* _STATED GOAL 1_:
In the DarDev Studio write-up, translate this sentence into Spanish: "Early builds that merged session into RAG ingest returned chat noise on code queries."
* _STATED GOAL 2_:
Pick up the DarDev Studio write-up after its final sentence and keep writing it.

As architecture owner at DarDev, I designed and built DarDev Studio: five memory tiers, hybrid RAG, IT_ORCHESTRATOR default mode, MCP and skill packs, safe patch pipeline, benchmark platform, and the @dardev/platform-* monorepo. Companion article documents the engineering program and methodology.

Outcome

  • eval:orchestrator-intents — 6/6 offline routing accuracy on engineering-goal fixtures
  • check:integration:dev-team — RAG IT 8/8, plan mode 6/6, graph lookup 5/5
  • validate:orchestrator-prompts — 5/5 live API prompt matrix (closeout gate)
  • Context envelope (RTX 4050, Gemma E2B): LiteRT max 32K tokens; llama.cpp ~96K before alloc fail
  • BGE-M3 dogfood ingest — ~17k chunks indexed for org RAG v6 on the monorepo mirror
  • 8 @dardev/platform-* packages; 6 client surfaces (web, admin, TUI, Android, Windows)

Lessons learned

  • Memory tiers beat one context blob. Early builds that merged session into RAG ingest returned chat noise on code queries. The fix was mechanical: separate tiers, separate indexes, and eval:rag:it at 8/8 before merge.

* _EXTRACTED MATERIAL_:
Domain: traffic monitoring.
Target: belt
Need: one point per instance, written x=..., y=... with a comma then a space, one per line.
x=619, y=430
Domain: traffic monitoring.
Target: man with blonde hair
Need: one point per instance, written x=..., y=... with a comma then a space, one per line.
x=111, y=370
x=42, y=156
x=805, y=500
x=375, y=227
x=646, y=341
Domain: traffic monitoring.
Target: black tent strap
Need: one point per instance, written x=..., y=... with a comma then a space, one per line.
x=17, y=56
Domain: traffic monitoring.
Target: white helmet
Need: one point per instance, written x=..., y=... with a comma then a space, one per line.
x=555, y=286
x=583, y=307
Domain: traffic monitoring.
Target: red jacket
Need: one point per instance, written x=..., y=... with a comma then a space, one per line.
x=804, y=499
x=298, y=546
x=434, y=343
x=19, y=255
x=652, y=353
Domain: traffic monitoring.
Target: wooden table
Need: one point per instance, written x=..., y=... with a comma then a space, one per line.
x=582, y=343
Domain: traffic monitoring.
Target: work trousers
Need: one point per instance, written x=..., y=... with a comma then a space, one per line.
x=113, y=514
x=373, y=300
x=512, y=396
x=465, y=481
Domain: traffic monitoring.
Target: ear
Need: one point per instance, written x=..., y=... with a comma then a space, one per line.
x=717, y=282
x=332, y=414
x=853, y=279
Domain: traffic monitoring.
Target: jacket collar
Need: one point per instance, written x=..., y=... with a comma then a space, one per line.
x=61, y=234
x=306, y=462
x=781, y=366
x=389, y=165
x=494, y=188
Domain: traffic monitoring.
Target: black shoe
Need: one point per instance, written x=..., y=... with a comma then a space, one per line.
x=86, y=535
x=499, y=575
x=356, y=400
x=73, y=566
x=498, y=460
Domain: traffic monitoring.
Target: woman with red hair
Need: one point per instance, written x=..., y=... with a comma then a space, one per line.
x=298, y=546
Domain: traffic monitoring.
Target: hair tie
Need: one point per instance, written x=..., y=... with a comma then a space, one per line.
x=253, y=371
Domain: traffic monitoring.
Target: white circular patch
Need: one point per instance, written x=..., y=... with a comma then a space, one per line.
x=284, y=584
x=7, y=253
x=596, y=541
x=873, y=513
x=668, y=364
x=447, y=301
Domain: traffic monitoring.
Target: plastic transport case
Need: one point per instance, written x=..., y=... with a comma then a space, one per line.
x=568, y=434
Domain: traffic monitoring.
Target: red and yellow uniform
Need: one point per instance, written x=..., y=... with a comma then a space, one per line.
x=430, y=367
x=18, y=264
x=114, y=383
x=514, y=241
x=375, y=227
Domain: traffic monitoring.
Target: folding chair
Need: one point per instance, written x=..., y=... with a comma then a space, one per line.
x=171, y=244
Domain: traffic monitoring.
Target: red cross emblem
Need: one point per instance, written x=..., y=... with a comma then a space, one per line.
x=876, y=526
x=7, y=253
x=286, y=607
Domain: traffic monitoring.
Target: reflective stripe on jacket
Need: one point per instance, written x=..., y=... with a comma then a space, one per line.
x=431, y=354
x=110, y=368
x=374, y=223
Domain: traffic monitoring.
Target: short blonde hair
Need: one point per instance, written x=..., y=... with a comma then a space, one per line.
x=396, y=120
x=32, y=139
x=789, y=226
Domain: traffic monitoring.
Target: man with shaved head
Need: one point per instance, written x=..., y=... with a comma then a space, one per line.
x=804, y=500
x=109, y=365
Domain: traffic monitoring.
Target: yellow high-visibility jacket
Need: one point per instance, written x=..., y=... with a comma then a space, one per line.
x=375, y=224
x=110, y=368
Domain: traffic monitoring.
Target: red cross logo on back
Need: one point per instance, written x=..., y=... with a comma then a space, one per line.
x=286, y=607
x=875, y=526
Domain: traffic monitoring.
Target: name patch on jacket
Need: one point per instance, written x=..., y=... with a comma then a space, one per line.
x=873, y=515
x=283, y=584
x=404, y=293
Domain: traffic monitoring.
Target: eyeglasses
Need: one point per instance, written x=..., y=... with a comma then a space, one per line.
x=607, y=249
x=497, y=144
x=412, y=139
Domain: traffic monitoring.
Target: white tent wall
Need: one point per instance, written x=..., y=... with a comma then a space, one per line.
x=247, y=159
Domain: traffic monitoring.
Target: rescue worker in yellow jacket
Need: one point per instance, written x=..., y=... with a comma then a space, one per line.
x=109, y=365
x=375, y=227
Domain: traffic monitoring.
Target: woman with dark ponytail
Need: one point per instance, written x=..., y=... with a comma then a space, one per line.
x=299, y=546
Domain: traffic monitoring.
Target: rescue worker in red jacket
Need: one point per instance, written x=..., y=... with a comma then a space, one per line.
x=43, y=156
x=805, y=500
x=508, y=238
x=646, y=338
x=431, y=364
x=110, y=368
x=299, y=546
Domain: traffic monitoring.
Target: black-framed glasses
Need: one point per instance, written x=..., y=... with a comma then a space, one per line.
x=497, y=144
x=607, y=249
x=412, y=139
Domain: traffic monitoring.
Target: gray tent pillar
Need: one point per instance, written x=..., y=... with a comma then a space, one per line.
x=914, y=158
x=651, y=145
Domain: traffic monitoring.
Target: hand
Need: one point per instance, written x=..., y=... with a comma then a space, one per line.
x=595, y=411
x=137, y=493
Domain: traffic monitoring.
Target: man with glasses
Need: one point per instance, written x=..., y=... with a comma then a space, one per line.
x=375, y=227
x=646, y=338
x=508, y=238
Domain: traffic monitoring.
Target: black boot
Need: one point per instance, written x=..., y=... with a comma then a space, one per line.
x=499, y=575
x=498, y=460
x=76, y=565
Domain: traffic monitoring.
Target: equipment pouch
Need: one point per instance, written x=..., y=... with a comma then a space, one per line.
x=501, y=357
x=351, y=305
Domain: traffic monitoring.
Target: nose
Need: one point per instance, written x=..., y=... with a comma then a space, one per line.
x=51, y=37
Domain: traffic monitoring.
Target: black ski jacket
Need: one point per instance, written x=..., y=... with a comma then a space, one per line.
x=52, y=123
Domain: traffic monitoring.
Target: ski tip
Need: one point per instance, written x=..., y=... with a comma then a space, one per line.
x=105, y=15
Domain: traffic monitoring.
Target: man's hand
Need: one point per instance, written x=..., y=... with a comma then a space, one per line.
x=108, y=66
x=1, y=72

* _TASK RESULT 1_:
Las primeras versiones que fusionaban la sesión con la ingesta de RAG devolvían ruido de chat en las consultas de código.

* _TASK RESULT 2_:
  • Agentic systems without offline evals are demos. orchestrator-intents caught routing regressions when the intent router changed; without it, "it feels worse" would have been the only signal.
  • Safe patch propose/verify beats unconstrained writes. Letting the agent edit the workspace directly produced unreviewable diffs; the patch pipeline makes failure visible before integration.
  • Outcome metrics beat sprint counts. S01–S13 matter internally; what external readers need is 6/6 intent routing, 8/8 RAG IT, and envelope numbers that justify model-pack routing.